**WHAT THIS TASK INVOLVES**
All entries shown below should be duplicated character for character.

Extracted data entries:
-=-=-=-=-

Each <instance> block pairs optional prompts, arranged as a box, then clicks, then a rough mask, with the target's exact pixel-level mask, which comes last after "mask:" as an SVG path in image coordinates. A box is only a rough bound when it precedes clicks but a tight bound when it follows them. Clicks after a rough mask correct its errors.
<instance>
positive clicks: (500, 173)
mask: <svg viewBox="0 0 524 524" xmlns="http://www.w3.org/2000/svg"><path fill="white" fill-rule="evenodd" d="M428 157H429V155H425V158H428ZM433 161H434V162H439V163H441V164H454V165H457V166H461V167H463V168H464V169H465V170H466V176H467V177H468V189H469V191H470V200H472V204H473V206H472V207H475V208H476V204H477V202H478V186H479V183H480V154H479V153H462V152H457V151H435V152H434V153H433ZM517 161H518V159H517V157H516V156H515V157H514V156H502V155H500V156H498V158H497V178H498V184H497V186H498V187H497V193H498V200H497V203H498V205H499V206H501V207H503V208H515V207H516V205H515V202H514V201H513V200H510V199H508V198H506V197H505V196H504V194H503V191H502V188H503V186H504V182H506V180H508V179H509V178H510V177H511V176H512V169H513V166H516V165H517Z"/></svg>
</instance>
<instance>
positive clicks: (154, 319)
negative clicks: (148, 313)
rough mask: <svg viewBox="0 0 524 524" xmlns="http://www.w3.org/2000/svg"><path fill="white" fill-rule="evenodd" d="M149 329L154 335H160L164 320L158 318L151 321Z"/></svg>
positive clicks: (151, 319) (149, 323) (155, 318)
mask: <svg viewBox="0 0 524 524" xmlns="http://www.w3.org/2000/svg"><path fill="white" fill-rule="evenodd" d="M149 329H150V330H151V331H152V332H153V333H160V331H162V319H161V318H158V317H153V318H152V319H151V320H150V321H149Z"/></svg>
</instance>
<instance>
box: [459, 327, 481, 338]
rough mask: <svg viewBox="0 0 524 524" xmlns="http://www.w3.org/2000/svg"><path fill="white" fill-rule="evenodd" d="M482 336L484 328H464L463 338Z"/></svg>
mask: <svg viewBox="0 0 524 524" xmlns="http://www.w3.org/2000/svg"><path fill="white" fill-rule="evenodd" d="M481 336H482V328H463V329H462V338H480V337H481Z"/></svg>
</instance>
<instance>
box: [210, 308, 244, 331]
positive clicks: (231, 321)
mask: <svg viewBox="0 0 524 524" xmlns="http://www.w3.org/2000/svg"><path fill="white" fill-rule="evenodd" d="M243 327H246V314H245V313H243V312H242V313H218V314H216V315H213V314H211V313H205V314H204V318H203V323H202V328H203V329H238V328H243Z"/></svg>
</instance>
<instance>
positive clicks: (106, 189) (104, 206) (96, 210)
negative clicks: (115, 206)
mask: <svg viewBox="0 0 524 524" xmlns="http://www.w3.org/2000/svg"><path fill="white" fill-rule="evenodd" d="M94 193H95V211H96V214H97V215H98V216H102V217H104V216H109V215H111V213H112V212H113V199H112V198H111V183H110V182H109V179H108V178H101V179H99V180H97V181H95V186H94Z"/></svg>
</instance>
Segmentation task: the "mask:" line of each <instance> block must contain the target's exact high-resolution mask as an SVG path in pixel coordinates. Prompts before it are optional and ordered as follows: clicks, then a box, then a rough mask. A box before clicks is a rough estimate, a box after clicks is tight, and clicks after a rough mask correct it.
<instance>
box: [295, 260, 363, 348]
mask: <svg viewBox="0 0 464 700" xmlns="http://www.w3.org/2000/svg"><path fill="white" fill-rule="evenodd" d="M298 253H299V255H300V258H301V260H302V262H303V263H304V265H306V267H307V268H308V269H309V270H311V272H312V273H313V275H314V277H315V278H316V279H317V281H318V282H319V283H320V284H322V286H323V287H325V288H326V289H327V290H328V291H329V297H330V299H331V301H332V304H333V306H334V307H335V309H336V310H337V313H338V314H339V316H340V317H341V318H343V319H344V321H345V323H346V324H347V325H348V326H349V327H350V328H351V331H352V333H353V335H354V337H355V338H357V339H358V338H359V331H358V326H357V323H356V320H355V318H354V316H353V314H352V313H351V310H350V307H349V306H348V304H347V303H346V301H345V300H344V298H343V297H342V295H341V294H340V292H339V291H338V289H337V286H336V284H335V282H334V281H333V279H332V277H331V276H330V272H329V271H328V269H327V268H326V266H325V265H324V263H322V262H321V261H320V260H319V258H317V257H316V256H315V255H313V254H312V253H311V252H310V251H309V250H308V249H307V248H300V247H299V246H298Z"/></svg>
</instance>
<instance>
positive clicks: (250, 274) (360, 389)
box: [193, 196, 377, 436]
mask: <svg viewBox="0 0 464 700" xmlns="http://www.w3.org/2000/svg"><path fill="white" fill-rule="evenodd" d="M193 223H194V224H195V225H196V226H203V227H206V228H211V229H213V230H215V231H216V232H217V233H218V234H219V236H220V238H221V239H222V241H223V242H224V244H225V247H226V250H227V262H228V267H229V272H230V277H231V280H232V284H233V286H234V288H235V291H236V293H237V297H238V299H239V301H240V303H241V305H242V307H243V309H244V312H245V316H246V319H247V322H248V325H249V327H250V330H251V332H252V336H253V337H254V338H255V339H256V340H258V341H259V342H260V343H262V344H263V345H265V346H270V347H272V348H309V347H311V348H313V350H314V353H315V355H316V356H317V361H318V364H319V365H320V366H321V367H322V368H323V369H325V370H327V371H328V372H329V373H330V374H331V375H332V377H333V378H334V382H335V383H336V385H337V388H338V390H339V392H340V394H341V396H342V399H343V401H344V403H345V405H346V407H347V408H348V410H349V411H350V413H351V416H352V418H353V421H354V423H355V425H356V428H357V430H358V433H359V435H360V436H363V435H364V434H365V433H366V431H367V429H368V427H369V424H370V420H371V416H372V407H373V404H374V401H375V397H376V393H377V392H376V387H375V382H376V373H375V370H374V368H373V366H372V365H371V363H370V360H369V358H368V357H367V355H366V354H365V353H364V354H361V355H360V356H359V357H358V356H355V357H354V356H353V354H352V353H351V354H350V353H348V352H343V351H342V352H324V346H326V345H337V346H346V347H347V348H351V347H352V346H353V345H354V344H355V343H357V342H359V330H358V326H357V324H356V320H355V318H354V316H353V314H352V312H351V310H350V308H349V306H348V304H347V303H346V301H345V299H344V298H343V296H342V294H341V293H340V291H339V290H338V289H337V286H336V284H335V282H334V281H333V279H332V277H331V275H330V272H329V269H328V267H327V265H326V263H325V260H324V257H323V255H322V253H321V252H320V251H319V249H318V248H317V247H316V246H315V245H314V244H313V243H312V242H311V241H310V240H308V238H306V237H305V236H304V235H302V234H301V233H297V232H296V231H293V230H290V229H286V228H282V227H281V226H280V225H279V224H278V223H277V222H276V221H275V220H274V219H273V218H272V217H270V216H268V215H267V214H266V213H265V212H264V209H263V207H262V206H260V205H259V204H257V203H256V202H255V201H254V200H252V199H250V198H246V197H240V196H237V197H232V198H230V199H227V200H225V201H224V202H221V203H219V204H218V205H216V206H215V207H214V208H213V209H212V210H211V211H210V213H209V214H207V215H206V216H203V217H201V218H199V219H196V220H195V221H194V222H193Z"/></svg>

-=-=-=-=-

**EXPECTED ANSWER**
Each <instance> block pairs optional prompts, arranged as a box, then clicks, then a rough mask, with the target's exact pixel-level mask, which comes last after "mask:" as an SVG path in image coordinates. A box is only a rough bound when it precedes clicks but a tight bound when it follows them. Clicks after a rough mask correct its errors.
<instance>
positive clicks: (500, 173)
mask: <svg viewBox="0 0 524 524" xmlns="http://www.w3.org/2000/svg"><path fill="white" fill-rule="evenodd" d="M428 157H429V155H425V158H428ZM433 161H434V162H439V163H441V164H454V165H457V166H461V167H463V168H464V169H465V170H466V176H467V177H468V189H469V191H470V200H472V204H473V206H472V207H475V208H476V204H477V202H478V186H479V183H480V154H479V153H462V152H457V151H435V152H434V153H433ZM517 161H518V159H517V157H516V156H515V157H514V156H502V155H500V156H498V158H497V178H498V184H497V186H498V187H497V193H498V200H497V203H498V205H499V206H501V207H503V208H515V207H516V205H515V202H514V201H513V200H510V199H508V198H506V197H505V196H504V194H503V191H502V188H503V186H504V182H506V180H508V179H509V178H510V177H511V176H512V169H513V166H516V165H517Z"/></svg>
</instance>
<instance>
positive clicks: (154, 319)
negative clicks: (148, 313)
rough mask: <svg viewBox="0 0 524 524" xmlns="http://www.w3.org/2000/svg"><path fill="white" fill-rule="evenodd" d="M149 329L154 335H160L164 320L158 318L151 321Z"/></svg>
positive clicks: (151, 319) (149, 323) (155, 318)
mask: <svg viewBox="0 0 524 524" xmlns="http://www.w3.org/2000/svg"><path fill="white" fill-rule="evenodd" d="M149 329H150V330H151V331H152V332H153V333H160V331H162V319H161V318H158V317H153V318H152V319H151V320H150V321H149Z"/></svg>
</instance>
<instance>
box: [459, 327, 481, 338]
rough mask: <svg viewBox="0 0 524 524" xmlns="http://www.w3.org/2000/svg"><path fill="white" fill-rule="evenodd" d="M482 336L484 328H464L463 338Z"/></svg>
mask: <svg viewBox="0 0 524 524" xmlns="http://www.w3.org/2000/svg"><path fill="white" fill-rule="evenodd" d="M481 336H482V328H463V329H462V338H480V337H481Z"/></svg>
</instance>
<instance>
box: [210, 308, 244, 331]
positive clicks: (231, 321)
mask: <svg viewBox="0 0 524 524" xmlns="http://www.w3.org/2000/svg"><path fill="white" fill-rule="evenodd" d="M243 327H246V314H245V313H243V312H242V313H218V314H216V315H213V314H211V313H205V314H204V318H203V323H202V328H203V329H238V328H243Z"/></svg>
</instance>
<instance>
positive clicks: (106, 189) (104, 206) (96, 210)
negative clicks: (115, 206)
mask: <svg viewBox="0 0 524 524" xmlns="http://www.w3.org/2000/svg"><path fill="white" fill-rule="evenodd" d="M94 193H95V211H96V214H97V215H98V216H102V217H104V216H109V215H111V213H112V212H113V199H112V198H111V183H110V182H109V179H108V178H101V179H99V180H97V181H95V186H94Z"/></svg>
</instance>
Segmentation task: the "mask:" line of each <instance> block must contain the target's exact high-resolution mask as an SVG path in pixel coordinates. Prompts before it are optional and ordered as follows: clicks, then a box, then a rough mask. A box before clicks is a rough estimate, a box after clicks is tight, and clicks after a rough mask correct it.
<instance>
box: [295, 260, 363, 348]
mask: <svg viewBox="0 0 464 700" xmlns="http://www.w3.org/2000/svg"><path fill="white" fill-rule="evenodd" d="M298 253H299V255H300V258H301V260H302V262H303V263H304V265H306V267H307V268H308V269H309V270H311V272H312V273H313V275H314V277H315V278H316V279H317V281H318V282H319V283H320V284H322V286H323V287H325V288H326V289H327V290H328V291H329V297H330V299H331V301H332V304H333V306H334V307H335V309H336V310H337V313H338V314H339V316H340V317H341V318H343V319H344V321H345V323H346V324H347V325H348V326H349V327H350V328H351V331H352V333H353V335H354V337H355V338H357V339H358V338H359V331H358V326H357V323H356V320H355V318H354V316H353V314H352V313H351V310H350V307H349V306H348V304H347V303H346V301H345V300H344V298H343V297H342V295H341V294H340V292H339V291H338V289H337V286H336V284H335V282H334V281H333V279H332V277H331V276H330V272H329V271H328V269H327V268H326V266H325V265H324V263H322V262H321V261H320V260H319V258H317V257H316V256H315V255H313V254H312V253H311V252H310V251H309V250H308V249H307V248H300V247H299V246H298Z"/></svg>
</instance>
<instance>
positive clicks: (250, 274) (360, 389)
box: [193, 196, 377, 436]
mask: <svg viewBox="0 0 464 700" xmlns="http://www.w3.org/2000/svg"><path fill="white" fill-rule="evenodd" d="M193 223H194V224H195V225H196V226H203V227H206V228H211V229H213V230H215V231H216V232H217V233H218V234H219V236H220V238H221V239H222V241H223V242H224V244H225V247H226V250H227V262H228V267H229V272H230V277H231V280H232V284H233V286H234V288H235V291H236V293H237V297H238V299H239V301H240V303H241V305H242V307H243V309H244V312H245V316H246V319H247V322H248V325H249V327H250V330H251V332H252V336H253V337H254V338H255V339H256V340H258V341H259V342H260V343H262V344H263V345H265V346H270V347H272V348H309V347H311V348H313V350H314V353H315V355H316V356H317V361H318V364H319V365H320V366H321V367H322V368H323V369H325V370H327V371H328V372H329V373H330V374H331V375H332V377H333V378H334V382H335V383H336V385H337V388H338V390H339V392H340V394H341V396H342V399H343V401H344V403H345V405H346V407H347V408H348V410H349V411H350V413H351V416H352V418H353V421H354V423H355V425H356V428H357V430H358V433H359V435H360V436H363V435H364V434H365V433H366V431H367V429H368V427H369V424H370V420H371V416H372V407H373V404H374V401H375V397H376V393H377V392H376V387H375V382H376V373H375V370H374V368H373V366H372V365H371V363H370V360H369V358H368V357H367V355H366V354H365V353H364V354H361V355H360V356H359V357H358V356H355V357H354V356H353V354H352V353H351V354H350V353H348V352H343V351H342V352H324V346H326V345H337V346H346V347H347V348H351V347H352V346H353V345H354V344H355V343H357V342H359V330H358V326H357V324H356V320H355V318H354V316H353V314H352V312H351V310H350V308H349V306H348V304H347V303H346V301H345V299H344V298H343V296H342V294H341V293H340V291H339V290H338V289H337V286H336V284H335V282H334V281H333V279H332V277H331V275H330V272H329V269H328V267H327V265H326V263H325V260H324V257H323V255H322V253H321V252H320V251H319V249H318V248H317V247H316V246H315V245H314V244H313V243H312V242H311V241H310V240H308V238H306V237H305V236H304V235H302V234H301V233H297V232H296V231H293V230H290V229H286V228H282V227H281V226H280V225H279V224H278V223H277V222H276V221H275V220H274V219H273V218H272V217H270V216H268V215H267V214H266V213H265V212H264V209H263V207H262V206H260V205H259V204H257V203H256V202H255V201H254V200H252V199H250V198H246V197H240V196H237V197H232V198H230V199H227V200H225V201H224V202H221V203H219V204H218V205H216V206H215V207H214V208H213V209H212V210H211V211H210V213H209V214H207V215H206V216H203V217H201V218H199V219H196V220H195V221H194V222H193Z"/></svg>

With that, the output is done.